Dataset entries:

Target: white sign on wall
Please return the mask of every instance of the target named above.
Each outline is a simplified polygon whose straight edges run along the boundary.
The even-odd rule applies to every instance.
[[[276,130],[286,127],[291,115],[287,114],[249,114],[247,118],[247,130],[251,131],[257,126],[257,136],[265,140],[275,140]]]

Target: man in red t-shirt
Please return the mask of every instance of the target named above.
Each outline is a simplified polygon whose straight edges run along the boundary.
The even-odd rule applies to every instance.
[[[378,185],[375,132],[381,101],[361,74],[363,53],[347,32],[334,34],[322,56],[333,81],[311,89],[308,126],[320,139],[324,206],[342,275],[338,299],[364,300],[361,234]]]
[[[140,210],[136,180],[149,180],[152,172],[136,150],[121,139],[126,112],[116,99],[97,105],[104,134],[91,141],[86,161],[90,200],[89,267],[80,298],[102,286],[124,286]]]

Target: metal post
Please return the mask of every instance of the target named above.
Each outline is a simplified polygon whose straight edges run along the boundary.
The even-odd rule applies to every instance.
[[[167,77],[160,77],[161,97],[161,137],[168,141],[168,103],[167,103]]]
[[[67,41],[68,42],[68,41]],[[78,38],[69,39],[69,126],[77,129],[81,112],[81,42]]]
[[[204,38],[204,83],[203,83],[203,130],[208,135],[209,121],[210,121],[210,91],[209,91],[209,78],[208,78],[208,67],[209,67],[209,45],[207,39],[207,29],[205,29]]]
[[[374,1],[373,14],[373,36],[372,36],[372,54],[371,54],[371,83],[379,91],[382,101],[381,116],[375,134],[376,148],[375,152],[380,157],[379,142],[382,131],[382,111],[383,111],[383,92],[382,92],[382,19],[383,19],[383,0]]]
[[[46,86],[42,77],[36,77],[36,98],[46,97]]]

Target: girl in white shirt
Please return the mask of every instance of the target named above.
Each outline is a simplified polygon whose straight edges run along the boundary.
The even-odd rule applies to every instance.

...

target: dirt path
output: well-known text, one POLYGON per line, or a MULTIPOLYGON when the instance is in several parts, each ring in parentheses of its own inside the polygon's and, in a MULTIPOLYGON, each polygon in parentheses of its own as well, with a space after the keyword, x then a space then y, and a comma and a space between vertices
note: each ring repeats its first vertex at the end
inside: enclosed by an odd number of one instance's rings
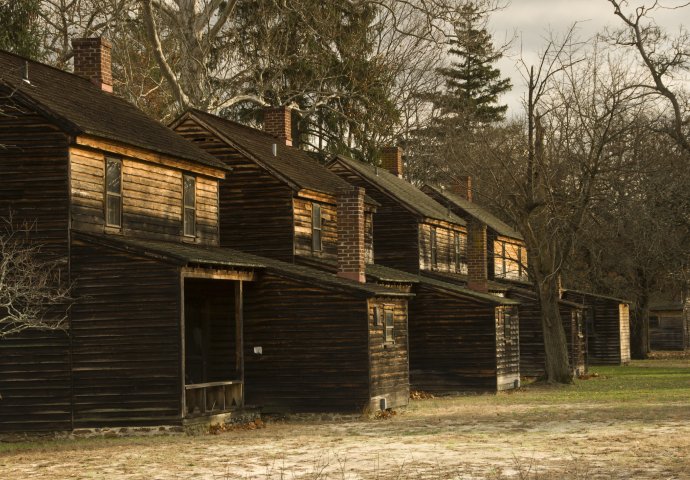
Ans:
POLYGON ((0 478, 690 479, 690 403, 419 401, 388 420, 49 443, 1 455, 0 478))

• [PROBLEM STATEMENT]:
For the word "shirt", count the lines of the records that contain it and give only the number.

• [TASK RESULT]:
2